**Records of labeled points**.
——

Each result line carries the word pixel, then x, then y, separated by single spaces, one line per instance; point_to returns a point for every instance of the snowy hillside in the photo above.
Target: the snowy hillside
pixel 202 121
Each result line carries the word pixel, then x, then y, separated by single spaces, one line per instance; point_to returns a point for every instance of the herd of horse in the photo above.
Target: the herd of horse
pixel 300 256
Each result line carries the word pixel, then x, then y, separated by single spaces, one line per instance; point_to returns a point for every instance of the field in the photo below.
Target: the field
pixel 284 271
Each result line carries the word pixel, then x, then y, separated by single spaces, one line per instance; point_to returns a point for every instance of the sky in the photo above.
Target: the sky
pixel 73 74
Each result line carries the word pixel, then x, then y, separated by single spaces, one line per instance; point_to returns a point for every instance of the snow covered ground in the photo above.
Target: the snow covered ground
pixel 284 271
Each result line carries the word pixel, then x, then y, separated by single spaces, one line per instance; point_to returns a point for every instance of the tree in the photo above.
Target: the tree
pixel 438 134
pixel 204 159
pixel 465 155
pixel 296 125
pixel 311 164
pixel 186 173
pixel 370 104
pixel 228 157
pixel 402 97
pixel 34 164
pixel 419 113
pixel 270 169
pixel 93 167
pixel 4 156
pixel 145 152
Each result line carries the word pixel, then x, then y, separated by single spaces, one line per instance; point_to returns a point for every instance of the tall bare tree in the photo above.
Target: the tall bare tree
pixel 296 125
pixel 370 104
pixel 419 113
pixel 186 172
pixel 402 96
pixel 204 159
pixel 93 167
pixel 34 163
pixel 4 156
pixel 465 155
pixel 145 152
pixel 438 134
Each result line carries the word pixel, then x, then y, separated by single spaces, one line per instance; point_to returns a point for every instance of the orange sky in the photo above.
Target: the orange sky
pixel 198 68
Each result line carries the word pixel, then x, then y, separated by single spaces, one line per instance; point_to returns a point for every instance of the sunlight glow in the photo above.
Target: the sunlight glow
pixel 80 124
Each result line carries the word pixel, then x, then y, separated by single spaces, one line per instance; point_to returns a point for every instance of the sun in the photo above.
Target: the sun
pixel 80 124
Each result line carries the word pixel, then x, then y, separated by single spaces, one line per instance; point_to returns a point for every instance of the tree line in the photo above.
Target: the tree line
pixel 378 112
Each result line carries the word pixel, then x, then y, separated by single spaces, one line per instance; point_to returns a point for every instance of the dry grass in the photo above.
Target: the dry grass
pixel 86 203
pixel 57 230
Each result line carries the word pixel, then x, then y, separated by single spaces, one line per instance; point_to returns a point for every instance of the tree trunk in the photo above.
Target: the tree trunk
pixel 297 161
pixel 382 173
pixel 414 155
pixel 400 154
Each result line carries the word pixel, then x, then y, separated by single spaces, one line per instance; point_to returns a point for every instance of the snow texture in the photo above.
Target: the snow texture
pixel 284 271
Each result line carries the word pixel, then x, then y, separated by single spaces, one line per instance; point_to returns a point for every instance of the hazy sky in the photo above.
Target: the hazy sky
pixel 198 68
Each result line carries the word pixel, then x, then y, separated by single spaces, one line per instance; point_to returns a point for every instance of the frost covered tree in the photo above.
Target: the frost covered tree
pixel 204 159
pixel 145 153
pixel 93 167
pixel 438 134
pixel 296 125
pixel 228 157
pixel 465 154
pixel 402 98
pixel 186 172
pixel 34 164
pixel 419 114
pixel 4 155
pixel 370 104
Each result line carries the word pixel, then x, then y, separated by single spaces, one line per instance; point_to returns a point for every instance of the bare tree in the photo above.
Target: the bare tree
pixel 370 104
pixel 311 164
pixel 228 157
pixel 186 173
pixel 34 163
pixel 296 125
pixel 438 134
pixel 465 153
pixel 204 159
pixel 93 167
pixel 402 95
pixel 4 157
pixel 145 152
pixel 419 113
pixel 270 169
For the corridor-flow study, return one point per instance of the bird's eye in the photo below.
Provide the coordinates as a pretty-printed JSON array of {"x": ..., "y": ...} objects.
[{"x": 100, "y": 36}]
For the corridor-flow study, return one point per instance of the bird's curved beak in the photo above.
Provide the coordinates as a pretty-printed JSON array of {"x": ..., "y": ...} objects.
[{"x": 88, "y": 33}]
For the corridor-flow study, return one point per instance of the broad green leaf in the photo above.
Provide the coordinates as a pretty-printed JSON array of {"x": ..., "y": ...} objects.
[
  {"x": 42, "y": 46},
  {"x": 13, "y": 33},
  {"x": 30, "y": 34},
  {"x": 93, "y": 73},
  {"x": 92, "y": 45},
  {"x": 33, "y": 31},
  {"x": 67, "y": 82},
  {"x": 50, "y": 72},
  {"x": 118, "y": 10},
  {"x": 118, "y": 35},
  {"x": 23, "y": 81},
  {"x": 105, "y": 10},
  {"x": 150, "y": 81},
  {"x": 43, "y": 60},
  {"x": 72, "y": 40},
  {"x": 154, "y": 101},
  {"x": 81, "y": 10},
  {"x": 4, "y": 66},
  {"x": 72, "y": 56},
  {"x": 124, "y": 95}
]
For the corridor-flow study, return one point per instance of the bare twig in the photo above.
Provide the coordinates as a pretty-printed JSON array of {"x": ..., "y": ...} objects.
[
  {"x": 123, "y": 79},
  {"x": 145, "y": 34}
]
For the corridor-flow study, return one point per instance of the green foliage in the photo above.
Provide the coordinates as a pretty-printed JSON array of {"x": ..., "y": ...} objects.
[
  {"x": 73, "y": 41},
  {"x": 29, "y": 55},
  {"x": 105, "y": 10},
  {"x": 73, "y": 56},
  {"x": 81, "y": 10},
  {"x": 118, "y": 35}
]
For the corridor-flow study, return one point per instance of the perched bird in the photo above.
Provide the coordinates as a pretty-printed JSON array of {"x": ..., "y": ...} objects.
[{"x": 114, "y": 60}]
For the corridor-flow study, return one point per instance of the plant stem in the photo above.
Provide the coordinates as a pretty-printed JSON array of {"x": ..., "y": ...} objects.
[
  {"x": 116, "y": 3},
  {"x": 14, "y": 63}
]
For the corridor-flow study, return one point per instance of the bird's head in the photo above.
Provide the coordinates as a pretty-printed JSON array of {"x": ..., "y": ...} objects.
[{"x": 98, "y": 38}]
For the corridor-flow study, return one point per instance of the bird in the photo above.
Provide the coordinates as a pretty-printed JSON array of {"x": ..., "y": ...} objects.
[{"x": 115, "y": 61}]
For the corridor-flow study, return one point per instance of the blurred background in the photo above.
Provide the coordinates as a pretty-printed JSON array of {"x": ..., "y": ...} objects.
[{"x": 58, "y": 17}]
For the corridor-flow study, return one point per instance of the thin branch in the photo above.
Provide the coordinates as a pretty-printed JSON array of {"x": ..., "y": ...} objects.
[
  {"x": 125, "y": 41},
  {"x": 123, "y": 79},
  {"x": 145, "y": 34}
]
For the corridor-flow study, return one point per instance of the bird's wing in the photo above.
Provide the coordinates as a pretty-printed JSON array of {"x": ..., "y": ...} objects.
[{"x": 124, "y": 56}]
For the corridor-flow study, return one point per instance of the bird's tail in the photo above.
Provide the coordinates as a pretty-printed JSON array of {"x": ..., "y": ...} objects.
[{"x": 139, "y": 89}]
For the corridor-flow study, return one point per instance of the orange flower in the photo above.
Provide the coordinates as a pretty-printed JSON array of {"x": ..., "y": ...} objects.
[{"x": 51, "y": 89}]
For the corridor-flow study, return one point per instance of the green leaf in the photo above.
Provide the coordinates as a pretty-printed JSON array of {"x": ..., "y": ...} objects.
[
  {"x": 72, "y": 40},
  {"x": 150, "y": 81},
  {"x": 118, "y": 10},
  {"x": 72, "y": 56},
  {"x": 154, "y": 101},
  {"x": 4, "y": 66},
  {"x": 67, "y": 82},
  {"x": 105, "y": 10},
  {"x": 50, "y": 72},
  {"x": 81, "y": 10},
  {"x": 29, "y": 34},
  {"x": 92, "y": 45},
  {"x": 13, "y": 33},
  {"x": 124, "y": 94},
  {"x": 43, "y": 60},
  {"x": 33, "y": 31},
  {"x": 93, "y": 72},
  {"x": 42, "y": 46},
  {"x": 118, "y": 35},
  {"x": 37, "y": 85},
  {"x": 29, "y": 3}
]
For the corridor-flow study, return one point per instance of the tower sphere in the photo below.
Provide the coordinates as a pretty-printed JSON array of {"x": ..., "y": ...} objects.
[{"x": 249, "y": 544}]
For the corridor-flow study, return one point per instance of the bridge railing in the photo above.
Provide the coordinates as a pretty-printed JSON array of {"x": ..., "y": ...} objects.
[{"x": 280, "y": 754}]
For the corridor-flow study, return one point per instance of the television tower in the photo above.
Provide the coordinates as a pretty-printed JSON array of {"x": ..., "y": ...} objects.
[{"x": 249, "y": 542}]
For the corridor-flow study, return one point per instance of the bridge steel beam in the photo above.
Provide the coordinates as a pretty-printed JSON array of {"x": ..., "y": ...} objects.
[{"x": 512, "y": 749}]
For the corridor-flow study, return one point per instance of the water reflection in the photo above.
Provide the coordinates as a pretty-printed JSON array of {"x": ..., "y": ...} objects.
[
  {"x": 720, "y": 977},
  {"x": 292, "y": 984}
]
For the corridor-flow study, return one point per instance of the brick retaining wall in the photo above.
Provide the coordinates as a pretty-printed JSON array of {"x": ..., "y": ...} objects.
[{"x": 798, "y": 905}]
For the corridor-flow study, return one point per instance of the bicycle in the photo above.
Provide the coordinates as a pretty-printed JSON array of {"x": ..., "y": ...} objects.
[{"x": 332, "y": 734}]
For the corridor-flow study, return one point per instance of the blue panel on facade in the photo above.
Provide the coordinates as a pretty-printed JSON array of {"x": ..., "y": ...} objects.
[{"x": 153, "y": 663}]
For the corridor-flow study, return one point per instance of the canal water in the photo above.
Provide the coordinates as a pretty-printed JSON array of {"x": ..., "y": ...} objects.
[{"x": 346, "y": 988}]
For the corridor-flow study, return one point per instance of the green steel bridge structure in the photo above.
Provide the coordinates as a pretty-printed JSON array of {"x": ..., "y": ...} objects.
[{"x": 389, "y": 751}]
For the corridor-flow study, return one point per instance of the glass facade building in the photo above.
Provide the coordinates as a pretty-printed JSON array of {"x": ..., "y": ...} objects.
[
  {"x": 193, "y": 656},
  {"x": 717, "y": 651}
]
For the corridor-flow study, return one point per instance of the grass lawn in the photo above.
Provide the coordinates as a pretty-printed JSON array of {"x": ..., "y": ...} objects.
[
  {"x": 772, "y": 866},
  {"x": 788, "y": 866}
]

——

**What the task requires**. Repeat word for word each line from the one with "wall in the photo above." to the end of the records above, inclusive.

**Correct answer**.
For the corridor-flow study, return one point per instance of the brick retaining wall in the photo above.
Provide the coordinates as a pretty-printed JSON array of {"x": ..., "y": ...} objects.
[{"x": 798, "y": 905}]
For the corridor-flow study, return one point per instance of the bicycle in the photo above.
Provide the coordinates as a pretty-printed JSON array of {"x": ..., "y": ...} objects.
[{"x": 332, "y": 734}]
For the corridor-flow study, return one point per instance of the blue panel on facade in the photo above.
Provide the coordinates as a pretty-printed JSON array of {"x": ..., "y": ...} objects.
[{"x": 153, "y": 663}]
For the corridor-flow study, return one point per instance of the canal water in the photo above.
Provide the coordinates as a pretty-printed JSON array of {"x": ..., "y": ...} objects.
[{"x": 346, "y": 988}]
For the corridor-flow study, return one point per instance of the green steel bridge structure in the photo above.
Provide the coordinates as a pretty-printed JSON array of {"x": ..., "y": ...} objects.
[{"x": 389, "y": 751}]
For the corridor-flow study, return one point per instance of the glass facade building in the photo above.
Provide the coordinates as a pretty-printed JSON array of {"x": ..., "y": ...} objects.
[
  {"x": 193, "y": 656},
  {"x": 717, "y": 651}
]
For the corridor-flow study, return one point per instance of the grass lawn in the photo above.
Provide the coordinates as a pretty-printed JSON array of {"x": ..., "y": ...} objects.
[
  {"x": 772, "y": 866},
  {"x": 788, "y": 866}
]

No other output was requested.